# [WORK TO DO]
Copy the records below exactly, leaving out every picture.

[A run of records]
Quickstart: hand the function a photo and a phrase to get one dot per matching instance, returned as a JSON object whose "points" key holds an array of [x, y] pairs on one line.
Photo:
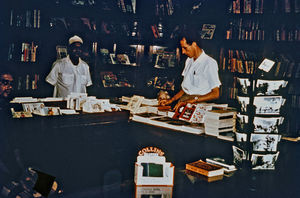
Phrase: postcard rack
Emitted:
{"points": [[259, 121]]}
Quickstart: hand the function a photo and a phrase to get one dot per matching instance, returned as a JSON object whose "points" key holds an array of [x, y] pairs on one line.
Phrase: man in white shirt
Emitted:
{"points": [[200, 75], [70, 74]]}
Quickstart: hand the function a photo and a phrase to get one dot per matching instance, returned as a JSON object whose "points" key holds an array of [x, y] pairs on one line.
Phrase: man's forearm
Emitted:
{"points": [[214, 94], [177, 96]]}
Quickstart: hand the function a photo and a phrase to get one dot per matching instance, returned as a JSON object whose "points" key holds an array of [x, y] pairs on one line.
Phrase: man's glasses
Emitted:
{"points": [[6, 82]]}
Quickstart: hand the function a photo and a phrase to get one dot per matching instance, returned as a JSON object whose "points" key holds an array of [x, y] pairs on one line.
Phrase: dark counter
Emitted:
{"points": [[97, 160]]}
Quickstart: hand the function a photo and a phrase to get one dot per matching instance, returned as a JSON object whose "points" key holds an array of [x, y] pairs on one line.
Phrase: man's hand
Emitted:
{"points": [[165, 102], [178, 105]]}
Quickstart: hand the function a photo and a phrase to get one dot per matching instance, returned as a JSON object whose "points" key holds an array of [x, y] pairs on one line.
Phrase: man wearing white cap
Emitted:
{"points": [[70, 74]]}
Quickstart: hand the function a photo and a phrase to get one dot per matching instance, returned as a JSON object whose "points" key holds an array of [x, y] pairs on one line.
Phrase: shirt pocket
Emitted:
{"points": [[67, 79], [83, 79], [199, 78]]}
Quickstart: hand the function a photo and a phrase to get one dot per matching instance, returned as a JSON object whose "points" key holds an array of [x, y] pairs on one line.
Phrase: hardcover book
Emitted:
{"points": [[221, 162], [194, 177], [204, 168]]}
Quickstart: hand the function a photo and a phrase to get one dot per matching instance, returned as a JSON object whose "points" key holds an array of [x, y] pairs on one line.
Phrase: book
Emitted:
{"points": [[207, 31], [204, 168], [194, 177], [219, 114], [221, 162], [227, 135]]}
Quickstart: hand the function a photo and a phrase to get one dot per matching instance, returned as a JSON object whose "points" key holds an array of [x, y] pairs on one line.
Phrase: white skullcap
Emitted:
{"points": [[74, 39]]}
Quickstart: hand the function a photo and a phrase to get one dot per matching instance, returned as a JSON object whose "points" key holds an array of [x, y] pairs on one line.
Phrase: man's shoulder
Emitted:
{"points": [[61, 61], [83, 63], [210, 60]]}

# [OUTPUT FOR THIS EXERCISE]
Quickstart: hand the function a photo and a phrase to get one dot per matching instance, returned as a JSON object whose "points" key holds an array of [x, y] pairs on one line.
Photo:
Phrase: postcard rack
Emitted:
{"points": [[259, 121]]}
Quickstart: hand the function a photo and a phrase to get one dot per matching instance, returned as a JSON object whose "points" key holds an array of [x, y] pairs on one line.
Phrase: man in white shirt
Emitted:
{"points": [[200, 75], [70, 74]]}
Quickstart: hand the function a photo and a phrase to get one dot per matching instance, returned as a JSON object whose "points" key holds an array of [x, y] pairs on one line.
Phrase: man's forearm
Emitted:
{"points": [[214, 94], [177, 96]]}
Quickstart: hand the function a photo and a phrase to get one dot per matching instance, returned as a JSON object whose "points" key holds an array of [x, y] pairs on one line.
Phrase: man's glasses
Emitted:
{"points": [[6, 82]]}
Quickstart: hand the function a photo and a phrase to get one dot per matching instance, returned as a JSON object whose "points" key holds an array of [x, y] pairs on one line.
Phrase: dark counter
Emitted:
{"points": [[97, 160]]}
Quickstart: hand the function a photo and a phrase to get one dot per matching instance, returned as a JSON object whose "points" key holds an array of [x, y] pairs on one line.
Phrase: man's hand
Emitted:
{"points": [[165, 102], [178, 105]]}
Quickstart: hand the function a photo and a phrase to get one dot per matching instance, returned as a JSON object whose "points" key holds an array of [x, y] pairs on one line.
Phrase: man wearing white cap
Emitted:
{"points": [[70, 74]]}
Quickstart: hand the function a photo and a phrase to get one dot per matching instance, returned as a JSON object whose "points" key holds an array of [x, y] pairs on one line.
Phrase: shirt pocket
Emitted:
{"points": [[67, 79], [83, 79], [199, 78]]}
Quickstart: hand the function a photo and a phrase to get one dot per matching instance, returned as a JSON object whose "points" key holds an array of [x, y] pairs on one line.
Phrase: hardcover book
Emitted:
{"points": [[221, 162], [194, 177], [204, 168]]}
Quickstart: hand the function a photo and a phrase to get one dot per matching instance, returned as a JSON object whose "points" key holds an array of [x, y] pairs on one line.
Phrase: book
Emitted:
{"points": [[207, 31], [204, 168], [194, 177], [219, 114], [221, 162], [227, 135]]}
Quickstart: hand the function a photo and a phrase to get one dot per matching instance, returned as a JSON object whose "points" key holds an array of [x, y] pairs on one line.
Phrase: white skullcap
Emitted:
{"points": [[74, 39]]}
Quickstart: hand the function a photo and a phrase to get one dot per matching instance, returned as a JSON object whose "points" key holds an array of [x, y] pairs on one line.
Phrase: man's shoulder
Emitted:
{"points": [[61, 61], [83, 63], [210, 60]]}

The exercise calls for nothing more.